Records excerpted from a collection
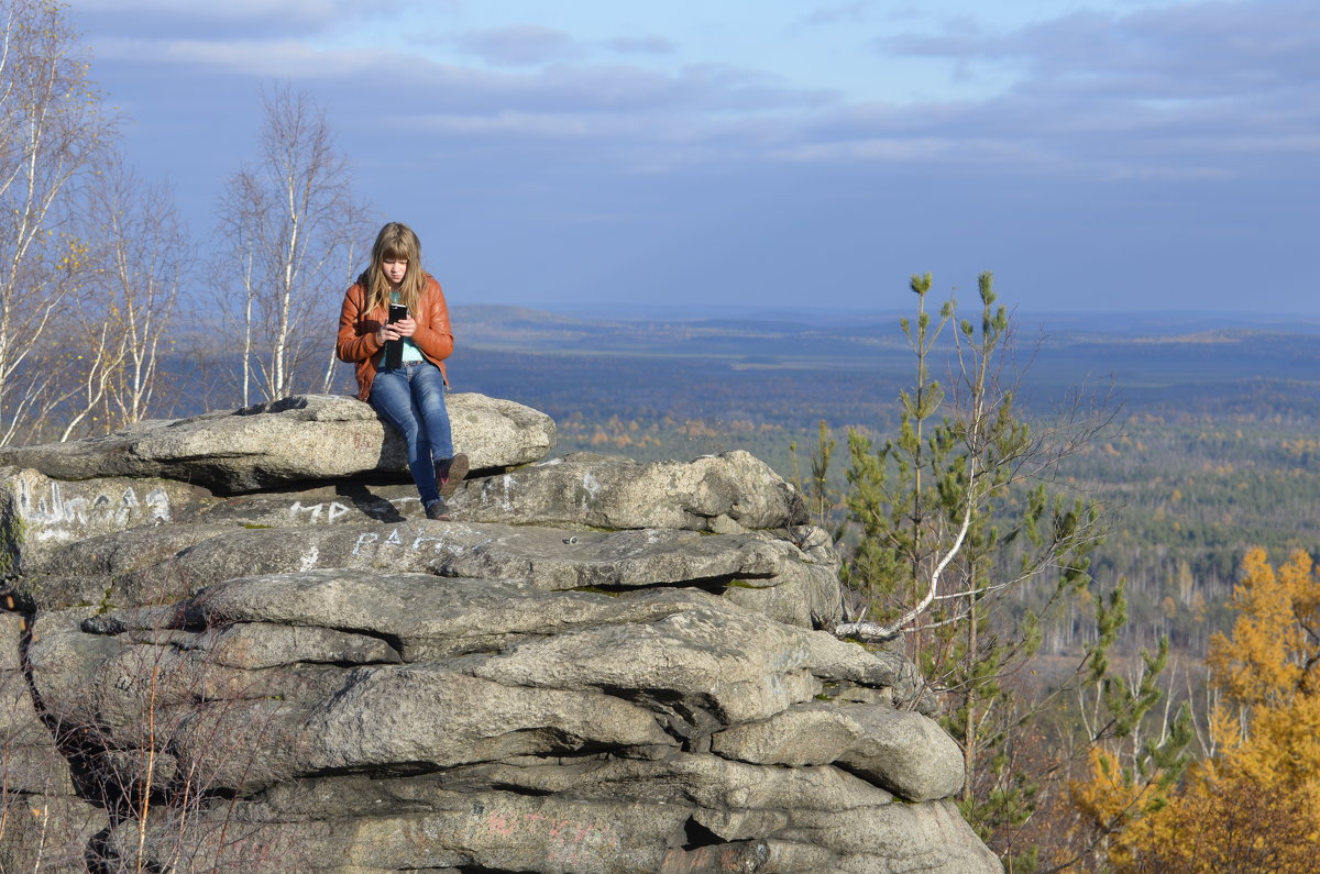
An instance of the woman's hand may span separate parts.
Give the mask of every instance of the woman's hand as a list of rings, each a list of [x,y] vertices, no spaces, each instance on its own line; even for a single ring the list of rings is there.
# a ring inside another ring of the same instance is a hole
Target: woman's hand
[[[397,322],[388,322],[380,326],[376,331],[376,337],[381,343],[391,339],[400,339],[401,337],[412,337],[417,331],[417,322],[412,316],[408,318],[400,318]]]

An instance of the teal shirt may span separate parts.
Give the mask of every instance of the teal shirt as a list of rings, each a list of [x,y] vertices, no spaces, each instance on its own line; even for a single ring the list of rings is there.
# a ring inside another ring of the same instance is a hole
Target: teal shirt
[[[389,296],[391,304],[399,302],[399,292]],[[424,360],[425,355],[417,349],[417,343],[412,342],[411,337],[404,337],[404,362],[420,362]]]

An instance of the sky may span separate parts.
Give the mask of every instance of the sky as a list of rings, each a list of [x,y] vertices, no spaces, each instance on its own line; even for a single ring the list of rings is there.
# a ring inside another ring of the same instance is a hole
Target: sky
[[[1320,317],[1316,0],[73,0],[194,234],[325,111],[454,304]],[[364,243],[370,243],[366,240]],[[327,293],[338,294],[339,290]]]

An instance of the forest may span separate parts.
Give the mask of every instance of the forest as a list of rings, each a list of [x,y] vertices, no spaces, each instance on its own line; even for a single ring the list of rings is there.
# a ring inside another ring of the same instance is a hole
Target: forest
[[[473,339],[455,353],[451,374],[458,391],[550,413],[560,429],[556,454],[656,459],[747,449],[809,492],[822,440],[842,442],[853,433],[883,442],[903,430],[900,393],[911,391],[913,354],[900,318],[611,322],[459,308],[455,330]],[[1271,754],[1250,731],[1253,708],[1216,677],[1262,657],[1241,631],[1259,624],[1243,615],[1251,605],[1243,585],[1270,578],[1271,560],[1296,568],[1320,551],[1320,334],[1304,322],[1214,326],[1111,314],[1068,330],[1069,317],[1041,317],[1051,321],[1065,330],[1008,338],[1001,378],[1016,392],[1023,421],[1041,430],[1069,411],[1098,416],[1088,441],[1060,458],[1045,485],[1094,504],[1104,537],[1089,555],[1081,597],[1049,603],[1051,585],[1023,588],[1010,599],[1010,618],[987,628],[1014,639],[1024,618],[1038,617],[1039,646],[1006,655],[997,663],[1001,681],[982,689],[1012,713],[990,720],[994,706],[986,705],[985,734],[1001,730],[990,725],[1012,727],[998,739],[966,735],[965,750],[983,747],[983,760],[993,762],[969,786],[994,800],[969,800],[964,813],[1016,871],[1309,870],[1308,858],[1259,852],[1280,833],[1312,833],[1309,816],[1259,799],[1257,819],[1233,824],[1255,844],[1229,840],[1224,823],[1233,816],[1221,800],[1218,825],[1210,812],[1199,825],[1206,846],[1222,854],[1175,858],[1160,848],[1173,845],[1168,817],[1187,829],[1188,811],[1209,811],[1216,793],[1241,799],[1263,786],[1263,778],[1253,783],[1233,770],[1261,767]],[[958,379],[948,356],[935,356],[929,370],[935,382]],[[822,516],[834,525],[855,491],[841,454],[824,488],[830,506]],[[1001,557],[999,572],[1011,574],[1012,561]],[[1320,597],[1309,570],[1292,570],[1290,580]],[[1125,621],[1105,643],[1106,610],[1117,603]],[[1270,610],[1275,622],[1278,606]],[[1276,630],[1292,651],[1266,659],[1312,664],[1316,626],[1307,624],[1305,609],[1298,607],[1294,626]],[[945,669],[929,659],[927,667]],[[1299,676],[1308,671],[1299,668]],[[1106,708],[1107,723],[1100,716]],[[1123,737],[1100,727],[1125,720]],[[956,716],[948,725],[957,734]],[[1012,731],[1018,742],[1005,742]],[[1294,799],[1299,787],[1311,791],[1316,775],[1302,768],[1271,778],[1272,791]],[[1177,792],[1185,799],[1171,804]]]

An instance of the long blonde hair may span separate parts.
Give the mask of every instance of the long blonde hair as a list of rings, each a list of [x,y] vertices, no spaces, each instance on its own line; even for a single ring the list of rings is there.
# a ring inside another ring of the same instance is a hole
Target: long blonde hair
[[[389,222],[371,247],[371,265],[362,275],[362,285],[367,292],[367,309],[380,309],[389,305],[391,285],[385,277],[385,259],[408,261],[404,279],[399,283],[399,302],[416,314],[421,302],[421,292],[426,288],[426,272],[421,269],[421,240],[413,230],[401,222]]]

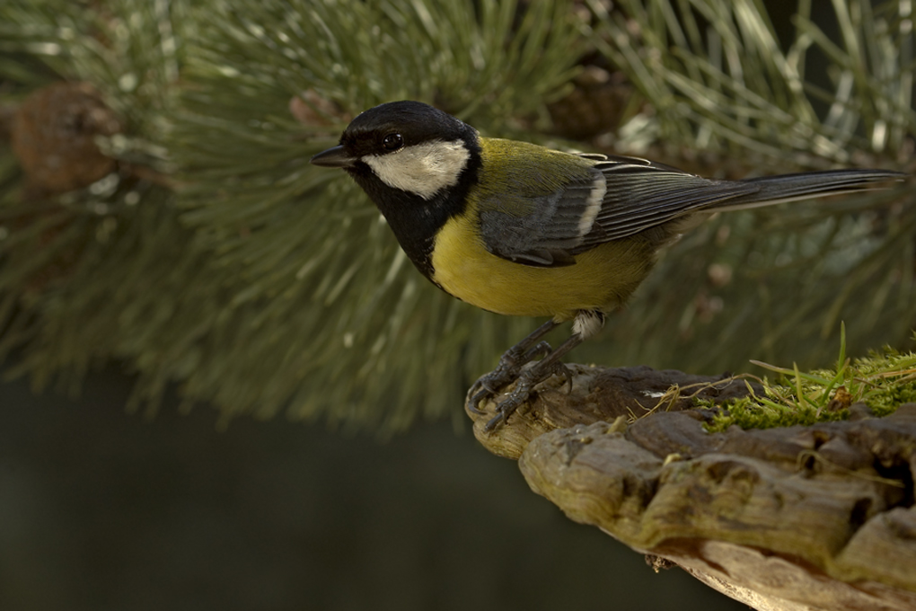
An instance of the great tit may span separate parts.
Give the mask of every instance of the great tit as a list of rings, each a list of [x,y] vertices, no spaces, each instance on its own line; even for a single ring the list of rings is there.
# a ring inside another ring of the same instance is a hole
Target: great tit
[[[516,381],[486,428],[526,401],[560,358],[602,328],[646,278],[660,248],[714,213],[842,193],[900,180],[836,169],[712,180],[660,163],[483,137],[420,102],[391,102],[347,126],[311,163],[341,168],[368,194],[417,268],[445,292],[551,320],[469,391],[469,407]],[[566,321],[555,350],[540,339]],[[539,359],[532,366],[524,366]]]

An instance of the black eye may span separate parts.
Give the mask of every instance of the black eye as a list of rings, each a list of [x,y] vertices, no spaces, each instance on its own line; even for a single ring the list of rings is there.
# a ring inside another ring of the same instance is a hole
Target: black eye
[[[385,150],[398,150],[404,146],[404,138],[400,134],[388,134],[382,138],[382,147]]]

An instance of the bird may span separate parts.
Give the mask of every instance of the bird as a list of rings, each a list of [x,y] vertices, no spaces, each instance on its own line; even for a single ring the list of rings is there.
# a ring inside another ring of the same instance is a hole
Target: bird
[[[471,387],[468,409],[479,414],[482,401],[515,382],[486,431],[552,375],[571,383],[562,357],[626,303],[660,249],[713,213],[906,176],[848,169],[711,180],[636,157],[485,137],[409,100],[356,115],[311,163],[349,174],[417,269],[446,293],[499,314],[549,317]],[[570,321],[565,342],[542,341]]]

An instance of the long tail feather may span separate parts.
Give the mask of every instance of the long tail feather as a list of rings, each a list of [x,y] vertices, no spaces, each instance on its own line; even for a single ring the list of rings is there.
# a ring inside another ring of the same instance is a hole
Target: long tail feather
[[[713,205],[710,210],[744,210],[769,206],[781,202],[807,199],[820,195],[835,195],[855,191],[878,188],[878,183],[902,180],[903,172],[889,169],[830,169],[820,172],[782,174],[747,179],[739,182],[754,185],[758,190]]]

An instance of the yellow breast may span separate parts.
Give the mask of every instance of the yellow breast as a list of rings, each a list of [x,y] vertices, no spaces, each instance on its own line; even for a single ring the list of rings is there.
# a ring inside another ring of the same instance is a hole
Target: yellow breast
[[[634,236],[576,256],[575,265],[536,267],[487,252],[474,211],[450,219],[436,235],[432,279],[458,299],[500,314],[572,319],[580,310],[610,311],[636,289],[655,248]]]

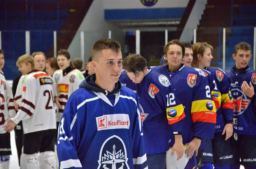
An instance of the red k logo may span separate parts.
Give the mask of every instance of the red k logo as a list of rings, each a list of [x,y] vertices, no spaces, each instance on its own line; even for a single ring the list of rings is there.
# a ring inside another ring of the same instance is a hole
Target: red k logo
[[[98,119],[99,128],[107,128],[107,117],[102,117]]]

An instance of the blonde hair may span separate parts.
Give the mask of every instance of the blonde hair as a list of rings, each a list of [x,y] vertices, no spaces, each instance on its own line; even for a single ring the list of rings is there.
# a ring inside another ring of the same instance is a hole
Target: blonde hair
[[[31,64],[32,69],[35,69],[34,59],[32,56],[26,54],[19,57],[18,60],[16,62],[16,65],[17,66],[19,66],[20,64],[22,63],[25,63],[26,64],[30,63]]]
[[[35,57],[35,56],[37,55],[44,55],[44,59],[45,59],[45,60],[47,59],[47,58],[46,57],[46,55],[45,54],[44,52],[34,52],[32,54],[32,55],[31,55],[31,56],[33,57],[33,58]]]
[[[200,61],[197,57],[197,55],[198,54],[200,55],[203,57],[205,49],[209,48],[211,49],[211,51],[212,52],[213,50],[213,47],[206,42],[196,42],[192,46],[193,47],[193,60],[192,61],[191,66],[195,68],[198,68],[199,66],[199,62],[200,62]]]

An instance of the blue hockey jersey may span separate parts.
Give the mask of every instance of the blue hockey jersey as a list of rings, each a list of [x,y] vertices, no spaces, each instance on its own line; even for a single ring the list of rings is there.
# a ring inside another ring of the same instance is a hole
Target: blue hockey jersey
[[[230,91],[230,81],[225,72],[218,68],[207,67],[205,69],[212,75],[221,94],[220,106],[216,112],[215,132],[222,132],[227,122],[233,121],[234,106]]]
[[[147,168],[137,96],[120,81],[106,92],[95,79],[88,77],[68,100],[58,130],[59,168]]]
[[[256,71],[250,67],[236,73],[235,68],[227,71],[230,79],[230,89],[233,97],[234,118],[236,124],[234,132],[244,135],[256,135],[256,102],[242,91],[243,82],[250,82],[256,92]]]
[[[183,106],[175,97],[175,91],[167,77],[148,69],[140,83],[133,82],[125,70],[119,80],[122,85],[133,90],[139,98],[146,152],[148,155],[169,149],[168,121],[173,131],[182,132],[183,121],[180,120],[185,115]]]
[[[193,67],[191,67],[194,68]],[[206,77],[208,81],[210,91],[212,97],[212,99],[214,101],[216,109],[220,108],[221,101],[221,95],[220,91],[217,87],[213,77],[209,71],[205,69],[201,69],[198,68],[194,68],[195,70],[198,72],[200,75]]]
[[[216,123],[216,110],[207,79],[192,67],[181,67],[170,77],[169,65],[152,68],[167,76],[178,93],[178,99],[184,107],[182,132],[184,144],[190,142],[194,137],[212,138]],[[170,145],[174,143],[174,137],[170,135]]]

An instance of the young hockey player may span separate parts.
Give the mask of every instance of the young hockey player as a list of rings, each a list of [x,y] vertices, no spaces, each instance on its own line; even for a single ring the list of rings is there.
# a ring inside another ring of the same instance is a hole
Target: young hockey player
[[[177,40],[173,40],[164,47],[164,51],[168,65],[152,69],[168,77],[174,90],[179,93],[177,96],[185,107],[186,114],[182,135],[186,147],[185,154],[178,161],[171,157],[171,150],[168,151],[166,166],[168,169],[192,169],[196,167],[196,156],[202,138],[213,138],[216,123],[215,105],[204,74],[181,63],[185,52],[182,44]],[[170,136],[171,147],[174,139]]]
[[[68,98],[60,124],[60,168],[147,168],[139,99],[118,80],[120,45],[101,39],[92,53],[95,74]]]
[[[41,166],[43,168],[54,168],[56,123],[52,81],[46,73],[35,69],[33,58],[29,55],[19,57],[17,64],[23,74],[28,74],[22,81],[20,108],[15,117],[7,120],[5,130],[10,132],[22,121],[21,168],[37,168]],[[43,159],[37,159],[38,152]]]

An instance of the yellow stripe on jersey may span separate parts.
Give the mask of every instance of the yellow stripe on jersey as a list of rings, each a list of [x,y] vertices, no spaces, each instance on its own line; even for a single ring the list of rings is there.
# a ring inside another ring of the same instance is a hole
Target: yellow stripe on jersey
[[[215,106],[216,109],[218,109],[220,107],[221,103],[221,94],[220,92],[212,91],[211,92],[212,96],[212,99],[215,103]]]
[[[174,107],[167,108],[166,109],[166,117],[169,124],[179,121],[185,116],[184,108],[181,104]]]
[[[212,105],[212,109],[211,110],[210,105],[209,105],[207,108],[207,104],[210,102]],[[191,107],[191,113],[202,111],[209,111],[216,112],[216,108],[214,102],[212,100],[206,99],[205,100],[199,100],[192,102]]]
[[[222,94],[221,96],[221,103],[223,108],[231,108],[234,109],[233,99],[231,95],[231,92],[228,91],[228,93]]]

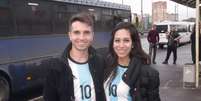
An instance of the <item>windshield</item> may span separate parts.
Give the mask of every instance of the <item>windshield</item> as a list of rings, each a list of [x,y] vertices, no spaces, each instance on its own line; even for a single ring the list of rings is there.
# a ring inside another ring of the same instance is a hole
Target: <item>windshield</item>
[[[158,33],[165,33],[167,32],[167,29],[167,25],[156,25],[156,30],[158,31]]]
[[[176,28],[177,32],[187,32],[187,25],[170,25],[170,29]]]

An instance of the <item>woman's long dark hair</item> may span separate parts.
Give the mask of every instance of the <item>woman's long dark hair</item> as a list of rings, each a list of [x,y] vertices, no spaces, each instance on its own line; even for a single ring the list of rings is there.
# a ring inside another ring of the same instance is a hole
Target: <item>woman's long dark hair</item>
[[[116,67],[118,65],[118,56],[113,49],[113,41],[114,41],[114,36],[116,32],[120,29],[125,29],[130,32],[130,36],[132,40],[132,49],[129,55],[130,59],[132,59],[133,57],[138,57],[139,59],[141,59],[142,63],[150,64],[150,57],[142,49],[139,33],[136,27],[129,22],[121,22],[116,25],[116,27],[114,28],[111,34],[112,36],[109,42],[109,55],[107,56],[110,63],[108,63],[109,65],[107,65],[107,68],[105,70],[105,80],[107,80],[107,78],[110,76],[111,73],[112,73],[112,79],[116,75],[116,71],[117,71]]]

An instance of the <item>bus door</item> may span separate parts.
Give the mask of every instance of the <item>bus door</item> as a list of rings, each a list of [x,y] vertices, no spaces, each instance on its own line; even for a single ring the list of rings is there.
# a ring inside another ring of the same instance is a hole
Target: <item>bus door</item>
[[[162,48],[163,45],[166,45],[168,40],[166,32],[168,31],[168,25],[156,25],[156,30],[159,33],[159,47]]]

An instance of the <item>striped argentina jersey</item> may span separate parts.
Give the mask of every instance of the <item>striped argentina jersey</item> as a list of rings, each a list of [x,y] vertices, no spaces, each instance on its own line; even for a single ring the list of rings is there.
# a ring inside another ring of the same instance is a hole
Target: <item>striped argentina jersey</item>
[[[93,79],[88,63],[77,63],[68,59],[74,76],[75,101],[96,101]]]
[[[127,70],[125,66],[118,65],[116,77],[109,81],[110,77],[104,83],[104,89],[107,101],[132,101],[129,93],[129,86],[122,80],[122,75]]]

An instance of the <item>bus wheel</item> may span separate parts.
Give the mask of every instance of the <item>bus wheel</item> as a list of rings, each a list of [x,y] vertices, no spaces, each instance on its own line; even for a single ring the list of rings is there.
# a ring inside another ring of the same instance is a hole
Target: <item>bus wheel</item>
[[[8,101],[9,93],[9,83],[3,76],[0,75],[0,101]]]

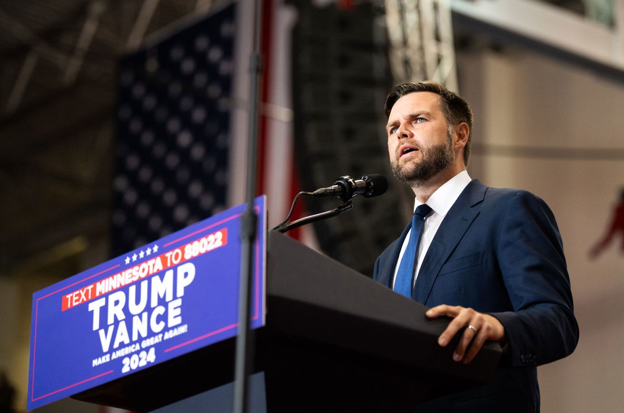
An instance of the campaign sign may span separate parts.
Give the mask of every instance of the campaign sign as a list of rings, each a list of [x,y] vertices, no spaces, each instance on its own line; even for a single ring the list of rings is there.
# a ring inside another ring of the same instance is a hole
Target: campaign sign
[[[253,247],[251,326],[265,323],[266,208]],[[28,410],[233,337],[240,205],[37,291]]]

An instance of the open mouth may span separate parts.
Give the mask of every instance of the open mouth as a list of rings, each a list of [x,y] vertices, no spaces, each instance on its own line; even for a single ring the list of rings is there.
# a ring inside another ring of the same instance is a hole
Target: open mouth
[[[409,153],[411,152],[415,152],[417,150],[418,150],[417,148],[412,148],[412,147],[403,148],[401,150],[401,156],[403,156],[404,155],[407,155],[407,153]]]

> Requirement
Make an exact copy of every line from the one with "An instance of the campaign" to the end of the data, with the first and last of those lines included.

> Correct result
An instance of the campaign sign may span separate parts.
Give the mask of every instance of the campaign sign as a list of rings, each a list of [x,y] vertices, no spaces, each instance on its own line; even for a single ring the list of rings is there.
# a ring inside another ring of the same instance is a hole
Target: campaign sign
[[[253,247],[251,326],[265,323],[266,208]],[[28,410],[233,337],[240,205],[37,291]]]

An instance of the open mouth may span separate parts.
Give the mask of every instance of the open mouth as a list of rings, each a list of [x,y] vertices, no spaces, each instance on its own line; even for a single ring the list of rings is there.
# a ring inside another ring of the same instance is a hole
Target: open mouth
[[[409,153],[411,152],[415,152],[417,150],[418,150],[417,148],[412,148],[412,147],[403,148],[401,150],[401,156],[403,156],[404,155],[407,155],[407,153]]]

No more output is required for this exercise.